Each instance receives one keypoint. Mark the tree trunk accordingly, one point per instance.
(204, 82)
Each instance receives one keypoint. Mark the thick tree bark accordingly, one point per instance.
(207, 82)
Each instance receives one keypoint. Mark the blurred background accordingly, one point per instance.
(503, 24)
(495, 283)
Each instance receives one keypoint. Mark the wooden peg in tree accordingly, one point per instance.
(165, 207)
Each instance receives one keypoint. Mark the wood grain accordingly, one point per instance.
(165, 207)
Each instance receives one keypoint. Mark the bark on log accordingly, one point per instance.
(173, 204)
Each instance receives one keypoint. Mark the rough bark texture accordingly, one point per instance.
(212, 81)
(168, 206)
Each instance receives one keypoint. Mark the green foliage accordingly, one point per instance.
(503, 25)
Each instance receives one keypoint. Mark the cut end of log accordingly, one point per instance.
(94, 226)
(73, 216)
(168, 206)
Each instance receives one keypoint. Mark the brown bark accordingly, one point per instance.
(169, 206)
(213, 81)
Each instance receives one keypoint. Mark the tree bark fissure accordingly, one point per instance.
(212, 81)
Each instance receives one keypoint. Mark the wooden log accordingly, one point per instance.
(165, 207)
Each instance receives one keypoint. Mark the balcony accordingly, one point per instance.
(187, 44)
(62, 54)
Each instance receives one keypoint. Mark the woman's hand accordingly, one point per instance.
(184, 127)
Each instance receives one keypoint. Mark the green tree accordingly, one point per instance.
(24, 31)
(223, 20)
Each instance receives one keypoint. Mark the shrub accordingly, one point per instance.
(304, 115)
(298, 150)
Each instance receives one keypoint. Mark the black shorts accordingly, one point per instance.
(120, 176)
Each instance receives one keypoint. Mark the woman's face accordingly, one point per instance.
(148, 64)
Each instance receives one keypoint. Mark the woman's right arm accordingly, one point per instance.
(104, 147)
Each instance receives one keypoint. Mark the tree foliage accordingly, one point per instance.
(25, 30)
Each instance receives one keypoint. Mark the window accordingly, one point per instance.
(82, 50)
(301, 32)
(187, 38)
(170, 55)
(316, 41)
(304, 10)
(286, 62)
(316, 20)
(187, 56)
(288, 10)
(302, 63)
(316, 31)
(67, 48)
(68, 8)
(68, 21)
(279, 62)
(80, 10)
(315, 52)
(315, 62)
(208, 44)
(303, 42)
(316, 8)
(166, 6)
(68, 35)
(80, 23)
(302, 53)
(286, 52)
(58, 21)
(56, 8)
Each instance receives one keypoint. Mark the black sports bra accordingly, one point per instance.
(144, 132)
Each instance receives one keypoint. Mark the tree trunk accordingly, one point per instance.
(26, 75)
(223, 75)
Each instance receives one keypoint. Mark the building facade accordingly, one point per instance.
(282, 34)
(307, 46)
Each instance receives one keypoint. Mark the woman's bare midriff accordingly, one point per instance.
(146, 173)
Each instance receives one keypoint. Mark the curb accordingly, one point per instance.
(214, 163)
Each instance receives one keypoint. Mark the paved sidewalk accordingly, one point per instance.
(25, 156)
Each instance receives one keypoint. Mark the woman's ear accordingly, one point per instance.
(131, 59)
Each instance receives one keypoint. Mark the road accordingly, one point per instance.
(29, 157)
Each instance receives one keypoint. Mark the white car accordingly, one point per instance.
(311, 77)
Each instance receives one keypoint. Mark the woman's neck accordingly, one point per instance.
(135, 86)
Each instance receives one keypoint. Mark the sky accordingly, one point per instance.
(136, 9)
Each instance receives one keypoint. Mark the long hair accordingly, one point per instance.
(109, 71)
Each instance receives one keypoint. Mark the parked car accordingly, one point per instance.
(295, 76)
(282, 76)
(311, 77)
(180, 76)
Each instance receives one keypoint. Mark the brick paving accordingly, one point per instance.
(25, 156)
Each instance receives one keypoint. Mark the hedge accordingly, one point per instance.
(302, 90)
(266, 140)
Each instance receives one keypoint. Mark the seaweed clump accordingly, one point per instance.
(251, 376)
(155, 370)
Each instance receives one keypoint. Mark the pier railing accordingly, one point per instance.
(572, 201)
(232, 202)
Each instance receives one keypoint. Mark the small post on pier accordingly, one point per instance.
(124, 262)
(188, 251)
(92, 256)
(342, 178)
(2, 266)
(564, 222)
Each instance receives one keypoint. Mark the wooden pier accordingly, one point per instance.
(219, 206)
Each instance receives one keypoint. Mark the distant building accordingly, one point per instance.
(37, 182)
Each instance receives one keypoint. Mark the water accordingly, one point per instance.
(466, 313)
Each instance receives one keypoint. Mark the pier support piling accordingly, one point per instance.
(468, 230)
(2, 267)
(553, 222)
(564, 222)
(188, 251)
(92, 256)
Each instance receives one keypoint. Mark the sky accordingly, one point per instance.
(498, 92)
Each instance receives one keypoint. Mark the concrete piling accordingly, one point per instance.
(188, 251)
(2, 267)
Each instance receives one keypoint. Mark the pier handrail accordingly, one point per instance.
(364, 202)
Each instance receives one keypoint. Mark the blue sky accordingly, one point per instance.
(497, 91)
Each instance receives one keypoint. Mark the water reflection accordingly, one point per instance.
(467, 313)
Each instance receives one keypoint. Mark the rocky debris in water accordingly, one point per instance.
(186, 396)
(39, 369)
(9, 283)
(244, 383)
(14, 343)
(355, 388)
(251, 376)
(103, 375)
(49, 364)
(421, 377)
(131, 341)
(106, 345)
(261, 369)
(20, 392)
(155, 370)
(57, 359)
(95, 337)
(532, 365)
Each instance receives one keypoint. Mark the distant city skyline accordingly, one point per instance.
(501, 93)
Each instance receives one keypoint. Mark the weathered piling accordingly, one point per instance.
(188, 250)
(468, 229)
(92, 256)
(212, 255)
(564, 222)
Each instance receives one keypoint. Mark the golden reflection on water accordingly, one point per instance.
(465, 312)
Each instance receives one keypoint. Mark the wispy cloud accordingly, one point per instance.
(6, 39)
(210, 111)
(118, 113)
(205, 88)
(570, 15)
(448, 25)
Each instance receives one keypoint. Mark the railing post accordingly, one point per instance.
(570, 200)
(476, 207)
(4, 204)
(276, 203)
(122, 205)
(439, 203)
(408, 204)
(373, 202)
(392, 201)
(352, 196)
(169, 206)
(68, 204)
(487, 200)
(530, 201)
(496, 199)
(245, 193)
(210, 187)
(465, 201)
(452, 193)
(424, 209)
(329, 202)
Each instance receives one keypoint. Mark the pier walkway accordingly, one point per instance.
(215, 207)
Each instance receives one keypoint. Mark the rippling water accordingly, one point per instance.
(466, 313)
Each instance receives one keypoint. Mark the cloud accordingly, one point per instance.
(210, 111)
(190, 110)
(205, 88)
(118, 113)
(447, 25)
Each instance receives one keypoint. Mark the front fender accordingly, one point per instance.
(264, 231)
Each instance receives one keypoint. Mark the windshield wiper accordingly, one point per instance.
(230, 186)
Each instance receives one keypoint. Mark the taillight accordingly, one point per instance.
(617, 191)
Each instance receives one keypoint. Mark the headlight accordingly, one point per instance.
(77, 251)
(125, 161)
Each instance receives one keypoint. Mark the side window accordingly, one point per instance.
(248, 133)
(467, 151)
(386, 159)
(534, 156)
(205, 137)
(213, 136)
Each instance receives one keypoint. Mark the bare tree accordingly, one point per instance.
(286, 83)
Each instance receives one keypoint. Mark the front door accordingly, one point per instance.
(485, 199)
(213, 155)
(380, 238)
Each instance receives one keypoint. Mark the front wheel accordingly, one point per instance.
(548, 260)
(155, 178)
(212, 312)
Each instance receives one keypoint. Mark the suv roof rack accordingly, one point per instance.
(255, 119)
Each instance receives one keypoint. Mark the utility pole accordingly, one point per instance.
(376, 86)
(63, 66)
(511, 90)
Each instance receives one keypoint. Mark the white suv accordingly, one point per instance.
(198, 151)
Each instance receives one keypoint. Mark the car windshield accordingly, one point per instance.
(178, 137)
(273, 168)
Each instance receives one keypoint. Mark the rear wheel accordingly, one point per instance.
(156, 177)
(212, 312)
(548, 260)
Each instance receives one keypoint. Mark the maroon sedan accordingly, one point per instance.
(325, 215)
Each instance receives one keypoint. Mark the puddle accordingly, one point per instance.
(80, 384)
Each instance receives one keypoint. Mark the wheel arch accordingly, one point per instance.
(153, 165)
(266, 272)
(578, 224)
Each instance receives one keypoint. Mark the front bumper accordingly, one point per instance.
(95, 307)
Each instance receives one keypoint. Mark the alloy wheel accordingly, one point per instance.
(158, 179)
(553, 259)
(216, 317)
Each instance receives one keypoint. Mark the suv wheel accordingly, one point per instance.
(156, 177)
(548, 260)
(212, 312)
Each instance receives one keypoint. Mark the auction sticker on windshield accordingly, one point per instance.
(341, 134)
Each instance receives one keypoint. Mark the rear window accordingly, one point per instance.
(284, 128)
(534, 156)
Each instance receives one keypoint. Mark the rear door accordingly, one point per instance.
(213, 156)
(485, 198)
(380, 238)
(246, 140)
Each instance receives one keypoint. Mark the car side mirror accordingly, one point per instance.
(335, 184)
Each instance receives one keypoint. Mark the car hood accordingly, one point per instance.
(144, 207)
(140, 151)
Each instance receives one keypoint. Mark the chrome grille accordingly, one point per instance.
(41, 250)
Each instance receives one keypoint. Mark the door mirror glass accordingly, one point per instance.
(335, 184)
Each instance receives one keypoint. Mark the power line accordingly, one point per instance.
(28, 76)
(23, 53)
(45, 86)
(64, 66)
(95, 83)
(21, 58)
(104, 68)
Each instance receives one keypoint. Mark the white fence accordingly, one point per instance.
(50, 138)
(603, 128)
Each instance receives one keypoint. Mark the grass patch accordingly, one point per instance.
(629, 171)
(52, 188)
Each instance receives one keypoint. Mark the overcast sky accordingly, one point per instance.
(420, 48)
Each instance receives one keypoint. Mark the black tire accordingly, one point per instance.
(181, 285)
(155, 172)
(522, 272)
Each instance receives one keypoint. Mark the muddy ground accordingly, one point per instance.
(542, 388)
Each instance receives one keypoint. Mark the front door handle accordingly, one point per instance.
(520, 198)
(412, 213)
--*--
* Exercise *
What is needed is an exact copy of the lines from the one containing "Each instance receives one keypoint. Mark the overcast" through the last line of the records above, both included.

* Answer to the problem *
Each instance receives one keypoint. Mark the overcast sky accordingly, one point per instance.
(420, 48)
Each instance receives one keypoint. Mark the black tire accordingly, one point per instance.
(181, 285)
(155, 172)
(522, 272)
Each instance receives one keypoint. Mark the muddy ground accordingly, one point per instance.
(542, 388)
Each instance receives one keypoint. Mark the front door handle accordingly, one point per instance.
(520, 198)
(412, 213)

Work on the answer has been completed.